--- Exercise instructions ---
(1) In the court report on Dunn's thefts, copy the part that opens with the words containing "He appeared in" and closes with "in his life.".
(2) Name every business that the court report says Dunn stole from or tried to steal from, listing each one once.

--- Passage to read ---
****
On November 3, he stole a tip jar from Starbucks on Botanic Avenue, and on this occasion he carried out the theft after being served.
Eight days later, he stole a charity box from the Spar on the Ravenhill Road.
And on November 14, he took a charity box from the Centra on the Ormeau Road.
On the same date, Dunn targeted Polita, a Polish coffee shop on the Ravenhill Road, where he stole a purse and wallet from the staff area.
On November 25, he took a tip jar containing around £80 The French Village cafe on Botanic Avenue.
In addition, he was charged with and admitted trying to steal a charity box from the Spar on the Ravenhill Road on November 11.
He appeared in court with 120 previous convictions on his criminal record.
Defence barrister Luke Curran told Judge Geoffrey Miller QC that his client was a heroin addict who began using drugs since he was 12.
Revealing that Dunn was trying to address his addiction, and has passed several drug tests while he was on remand, Mr Curran said Dunn was "deeply ashamed" by his behaviour last year.
He said the theft reflected Dunn's "desperation to get money for a fix".
Mr Curran also revealed that Dunn was keen to get his life on track for the sake of his young daughter.
Judge Miller branded Dunn's offending during the crime spree as "mean spirited".
He noted that aged 32, Dunn has spent 16 years - "literally half his life" - in custody.
He also cited Dunn's drug addiction as a constant feature in his life.
****
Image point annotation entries
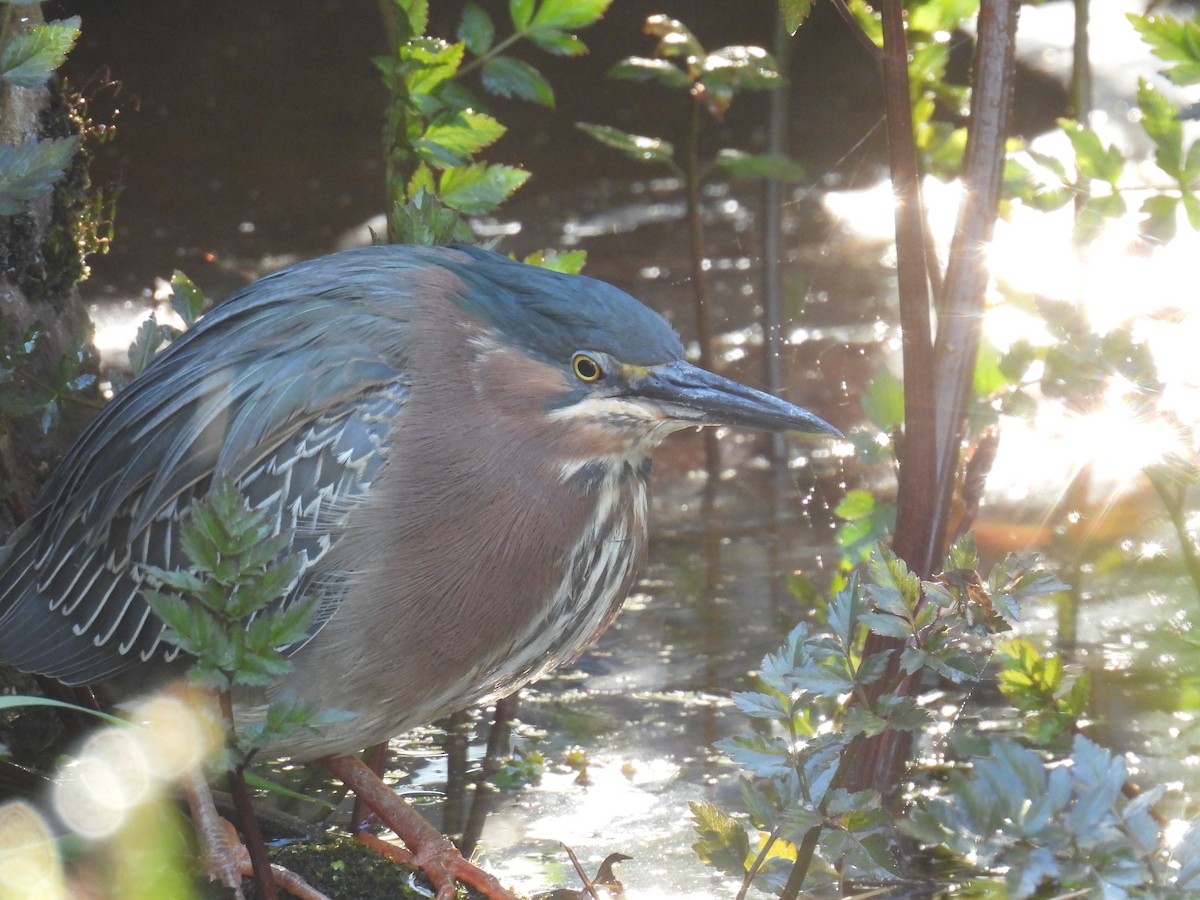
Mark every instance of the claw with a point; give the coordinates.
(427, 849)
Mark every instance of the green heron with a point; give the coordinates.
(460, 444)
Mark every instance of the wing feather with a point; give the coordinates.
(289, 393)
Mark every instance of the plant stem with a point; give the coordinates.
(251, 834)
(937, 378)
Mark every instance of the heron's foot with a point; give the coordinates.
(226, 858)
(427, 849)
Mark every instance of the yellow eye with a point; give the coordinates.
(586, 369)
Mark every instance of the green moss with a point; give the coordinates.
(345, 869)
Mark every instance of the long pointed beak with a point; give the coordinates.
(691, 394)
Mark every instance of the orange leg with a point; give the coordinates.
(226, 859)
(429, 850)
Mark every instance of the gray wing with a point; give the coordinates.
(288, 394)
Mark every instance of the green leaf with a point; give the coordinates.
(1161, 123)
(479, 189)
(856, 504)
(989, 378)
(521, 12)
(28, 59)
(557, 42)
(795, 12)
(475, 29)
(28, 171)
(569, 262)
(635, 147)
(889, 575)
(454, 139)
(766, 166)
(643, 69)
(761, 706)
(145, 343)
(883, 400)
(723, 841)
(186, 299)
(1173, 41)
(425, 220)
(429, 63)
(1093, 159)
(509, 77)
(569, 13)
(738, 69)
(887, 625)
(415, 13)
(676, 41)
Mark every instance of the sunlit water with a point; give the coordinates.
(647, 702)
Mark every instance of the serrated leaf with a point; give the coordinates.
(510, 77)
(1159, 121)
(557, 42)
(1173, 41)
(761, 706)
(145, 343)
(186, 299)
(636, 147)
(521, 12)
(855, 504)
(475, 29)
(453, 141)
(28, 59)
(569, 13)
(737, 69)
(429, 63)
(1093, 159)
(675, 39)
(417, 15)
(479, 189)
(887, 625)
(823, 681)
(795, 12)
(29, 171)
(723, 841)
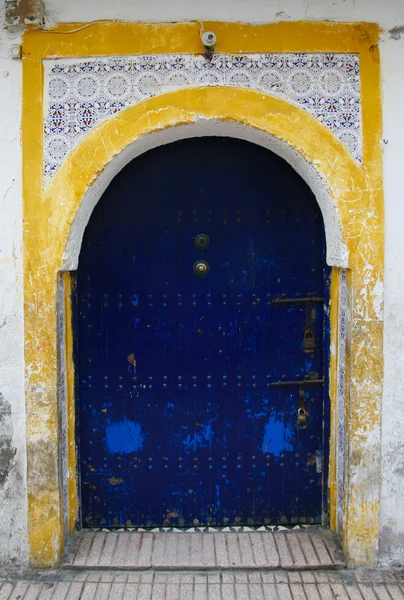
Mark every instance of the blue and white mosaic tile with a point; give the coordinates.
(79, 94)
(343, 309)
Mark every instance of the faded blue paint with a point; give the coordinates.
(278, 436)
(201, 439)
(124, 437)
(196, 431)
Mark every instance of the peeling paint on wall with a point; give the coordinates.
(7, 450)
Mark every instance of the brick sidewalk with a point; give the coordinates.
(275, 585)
****
--- Expected results ---
(1)
He appeared in court with 120 previous convictions on his criminal record.
Defence barrister Luke Curran told Judge Geoffrey Miller QC that his client was a heroin addict who began using drugs since he was 12.
Revealing that Dunn was trying to address his addiction, and has passed several drug tests while he was on remand, Mr Curran said Dunn was "deeply ashamed" by his behaviour last year.
He said the theft reflected Dunn's "desperation to get money for a fix".
Mr Curran also revealed that Dunn was keen to get his life on track for the sake of his young daughter.
Judge Miller branded Dunn's offending during the crime spree as "mean spirited".
He noted that aged 32, Dunn has spent 16 years - "literally half his life" - in custody.
He also cited Dunn's drug addiction as a constant feature in his life.

(2)
Starbucks on Botanic Avenue
Spar on the Ravenhill Road
Centra on the Ormeau Road
Polita on the Ravenhill Road
The French Village cafe on Botanic Avenue